___ Dataset excerpts

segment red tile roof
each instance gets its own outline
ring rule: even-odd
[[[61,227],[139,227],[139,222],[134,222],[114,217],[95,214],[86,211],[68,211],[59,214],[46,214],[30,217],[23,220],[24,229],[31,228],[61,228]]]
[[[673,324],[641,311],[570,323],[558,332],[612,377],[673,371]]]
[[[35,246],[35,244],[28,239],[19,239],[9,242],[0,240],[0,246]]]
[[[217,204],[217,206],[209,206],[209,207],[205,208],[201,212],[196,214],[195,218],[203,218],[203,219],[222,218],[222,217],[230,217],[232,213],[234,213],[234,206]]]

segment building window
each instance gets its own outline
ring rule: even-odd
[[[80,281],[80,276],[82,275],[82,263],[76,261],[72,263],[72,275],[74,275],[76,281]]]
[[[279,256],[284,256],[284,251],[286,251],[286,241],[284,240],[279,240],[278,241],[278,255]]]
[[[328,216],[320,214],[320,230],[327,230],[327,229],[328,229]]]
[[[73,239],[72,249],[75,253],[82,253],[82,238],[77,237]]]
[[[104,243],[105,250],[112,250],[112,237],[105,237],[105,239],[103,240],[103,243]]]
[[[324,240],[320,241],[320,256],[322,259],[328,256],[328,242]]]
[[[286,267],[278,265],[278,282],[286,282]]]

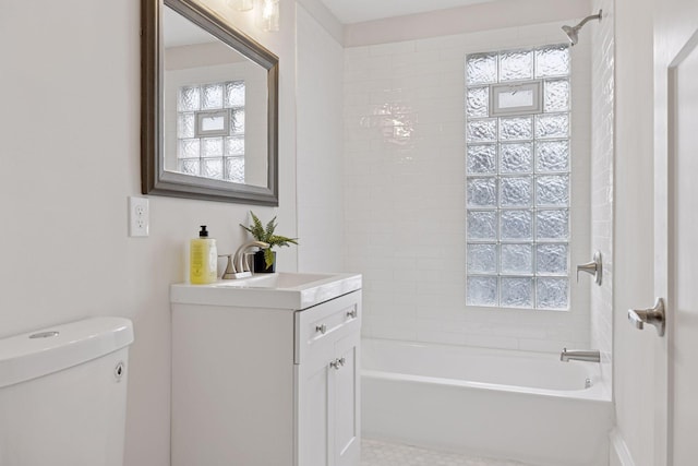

______

Challenge: Convert every line of the records above into a Markdown table with the columns Row and Line, numbering the rows in order. Skip the blank lines and leave the picture out.

Complete response:
| Row | Line |
|---|---|
| 1 | segment red tile roof |
| 2 | each instance gets its own outline |
| 3 | ring rule: even-odd |
| 4 | [[[61,227],[139,227],[139,222],[134,222],[114,217],[95,214],[86,211],[68,211],[59,214],[46,214],[30,217],[23,220],[24,229],[31,228],[61,228]]] |
| 5 | [[[673,324],[641,311],[570,323],[558,332],[612,377],[673,371]]] |
| 6 | [[[35,246],[35,244],[28,239],[19,239],[9,242],[0,240],[0,246]]] |
| 7 | [[[217,204],[217,206],[209,206],[209,207],[205,208],[201,212],[196,214],[195,218],[203,218],[203,219],[222,218],[222,217],[230,217],[232,213],[234,213],[234,206]]] |
| 8 | segment building window |
| 9 | each instance gets its own outline |
| 10 | ring rule: even-odd |
| 11 | [[[80,281],[80,276],[82,275],[82,263],[76,261],[72,263],[72,275],[74,275],[76,281]]] |
| 12 | [[[279,256],[284,256],[284,251],[286,251],[286,241],[284,240],[279,240],[278,241],[278,255]]] |
| 13 | [[[328,216],[320,214],[320,230],[327,230],[327,229],[328,229]]] |
| 14 | [[[73,239],[72,249],[75,253],[82,253],[82,238],[77,237]]] |
| 15 | [[[104,243],[105,250],[112,250],[112,237],[105,237],[105,239],[103,240],[103,243]]] |
| 16 | [[[324,240],[320,241],[320,256],[322,259],[328,256],[328,242]]] |
| 17 | [[[286,267],[278,265],[278,282],[286,282]]] |